Short task | Copy out the line containing "Where can you see the green" and each line after it, through the last one in the material, exactly as written.

* * *

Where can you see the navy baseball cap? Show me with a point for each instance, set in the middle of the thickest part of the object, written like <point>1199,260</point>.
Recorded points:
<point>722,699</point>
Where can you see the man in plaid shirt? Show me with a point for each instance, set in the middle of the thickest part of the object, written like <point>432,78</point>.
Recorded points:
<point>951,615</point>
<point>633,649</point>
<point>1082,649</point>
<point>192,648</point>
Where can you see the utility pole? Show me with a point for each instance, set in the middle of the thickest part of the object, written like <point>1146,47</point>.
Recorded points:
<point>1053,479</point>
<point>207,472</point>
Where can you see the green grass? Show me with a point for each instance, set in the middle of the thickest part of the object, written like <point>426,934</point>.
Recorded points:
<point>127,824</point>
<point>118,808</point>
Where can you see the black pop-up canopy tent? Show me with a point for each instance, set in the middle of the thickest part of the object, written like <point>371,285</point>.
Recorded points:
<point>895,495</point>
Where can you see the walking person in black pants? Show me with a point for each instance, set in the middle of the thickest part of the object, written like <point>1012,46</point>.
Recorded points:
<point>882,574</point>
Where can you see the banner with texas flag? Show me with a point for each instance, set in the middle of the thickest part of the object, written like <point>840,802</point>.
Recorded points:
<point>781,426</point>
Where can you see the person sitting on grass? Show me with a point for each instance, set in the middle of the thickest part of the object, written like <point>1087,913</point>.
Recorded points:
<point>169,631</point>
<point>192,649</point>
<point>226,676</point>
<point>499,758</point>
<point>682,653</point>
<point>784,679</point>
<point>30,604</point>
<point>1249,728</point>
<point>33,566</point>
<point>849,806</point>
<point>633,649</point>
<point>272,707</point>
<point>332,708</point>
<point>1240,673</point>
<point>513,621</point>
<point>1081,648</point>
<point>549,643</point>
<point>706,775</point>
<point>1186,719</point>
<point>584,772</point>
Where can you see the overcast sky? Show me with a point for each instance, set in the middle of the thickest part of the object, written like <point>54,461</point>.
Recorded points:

* * *

Result of this exercise |
Where can you see the green grass? Show me with a point for each instance, set in the middle of the thickest part of the object, written like <point>426,934</point>.
Recorded points:
<point>127,824</point>
<point>118,808</point>
Where can you see the black pop-up canopy tent? Show me with a point for each instance, set in the middle of the thickest part of the object, written like <point>371,285</point>.
Recorded points:
<point>895,495</point>
Where can you see the walking person in black pants? Show me with a point for each instance, set in the middle of the thickest part of the object, written like <point>1012,46</point>.
Recorded points:
<point>882,574</point>
Where can you see the banner with texas flag? Show me with a point for each instance, set in the middle of the thickest part of the object, written like <point>840,802</point>.
Recorded points:
<point>781,426</point>
Where can you see the person sitting on grass? Show me with a point for each instance, set in the middle of the thickest part of the object, written like <point>1087,913</point>.
Recorded points:
<point>169,631</point>
<point>192,649</point>
<point>226,676</point>
<point>499,758</point>
<point>682,653</point>
<point>784,679</point>
<point>30,604</point>
<point>1249,728</point>
<point>33,566</point>
<point>849,806</point>
<point>633,649</point>
<point>272,707</point>
<point>332,708</point>
<point>1240,673</point>
<point>513,621</point>
<point>1081,648</point>
<point>549,643</point>
<point>706,775</point>
<point>1186,719</point>
<point>584,772</point>
Where can you see the overcast sky? Show me with a point for each instance, set in the middle of the thickest part of the object, written like <point>54,461</point>.
Recorded points:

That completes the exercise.